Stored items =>
+---+

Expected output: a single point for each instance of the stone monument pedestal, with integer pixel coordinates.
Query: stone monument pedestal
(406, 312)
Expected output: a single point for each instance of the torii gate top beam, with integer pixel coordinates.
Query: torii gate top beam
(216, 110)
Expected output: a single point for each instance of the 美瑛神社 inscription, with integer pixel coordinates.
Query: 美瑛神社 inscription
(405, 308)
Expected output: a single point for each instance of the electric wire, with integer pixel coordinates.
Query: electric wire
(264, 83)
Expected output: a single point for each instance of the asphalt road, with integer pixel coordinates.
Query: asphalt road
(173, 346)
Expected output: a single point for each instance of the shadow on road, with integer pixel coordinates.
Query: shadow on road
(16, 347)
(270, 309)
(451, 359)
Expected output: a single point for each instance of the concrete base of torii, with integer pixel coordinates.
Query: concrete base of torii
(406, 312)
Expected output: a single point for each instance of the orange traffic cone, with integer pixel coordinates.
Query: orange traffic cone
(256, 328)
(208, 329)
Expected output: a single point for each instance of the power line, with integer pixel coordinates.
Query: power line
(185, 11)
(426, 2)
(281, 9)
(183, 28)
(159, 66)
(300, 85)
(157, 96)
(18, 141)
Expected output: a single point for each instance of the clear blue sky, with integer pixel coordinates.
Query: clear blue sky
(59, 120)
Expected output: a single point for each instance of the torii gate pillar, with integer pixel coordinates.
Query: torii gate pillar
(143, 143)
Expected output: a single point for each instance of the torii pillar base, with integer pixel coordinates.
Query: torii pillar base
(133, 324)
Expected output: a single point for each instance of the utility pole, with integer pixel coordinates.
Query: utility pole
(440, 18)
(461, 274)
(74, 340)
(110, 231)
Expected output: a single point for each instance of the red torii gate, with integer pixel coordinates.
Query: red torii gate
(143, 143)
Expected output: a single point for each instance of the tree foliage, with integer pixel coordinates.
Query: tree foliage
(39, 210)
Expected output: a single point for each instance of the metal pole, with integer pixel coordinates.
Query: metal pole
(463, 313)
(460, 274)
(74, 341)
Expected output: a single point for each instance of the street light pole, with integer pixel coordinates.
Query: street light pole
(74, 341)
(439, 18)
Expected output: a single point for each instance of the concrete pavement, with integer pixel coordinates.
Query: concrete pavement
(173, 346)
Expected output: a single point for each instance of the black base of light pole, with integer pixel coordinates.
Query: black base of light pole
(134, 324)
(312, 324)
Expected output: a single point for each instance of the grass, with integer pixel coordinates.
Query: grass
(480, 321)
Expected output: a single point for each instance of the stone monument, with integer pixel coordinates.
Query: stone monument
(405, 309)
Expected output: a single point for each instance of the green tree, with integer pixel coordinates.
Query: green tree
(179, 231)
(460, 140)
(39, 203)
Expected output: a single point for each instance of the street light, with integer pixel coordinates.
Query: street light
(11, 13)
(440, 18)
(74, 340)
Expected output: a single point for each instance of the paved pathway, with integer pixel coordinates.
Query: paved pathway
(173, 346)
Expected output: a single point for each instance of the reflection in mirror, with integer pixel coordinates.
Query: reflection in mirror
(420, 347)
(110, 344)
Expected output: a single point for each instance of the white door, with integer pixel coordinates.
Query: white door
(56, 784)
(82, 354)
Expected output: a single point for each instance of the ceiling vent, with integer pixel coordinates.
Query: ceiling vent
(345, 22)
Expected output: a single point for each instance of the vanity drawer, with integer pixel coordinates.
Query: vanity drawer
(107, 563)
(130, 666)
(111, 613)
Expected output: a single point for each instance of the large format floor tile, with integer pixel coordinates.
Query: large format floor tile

+---+

Goal of the exercise =>
Check every line of the entries above, and copy those that carry the string "large".

Solution to this problem =>
Expected output: a single point for each instance of the large format floor tile, with integer pixel coordinates.
Query: large format floor tile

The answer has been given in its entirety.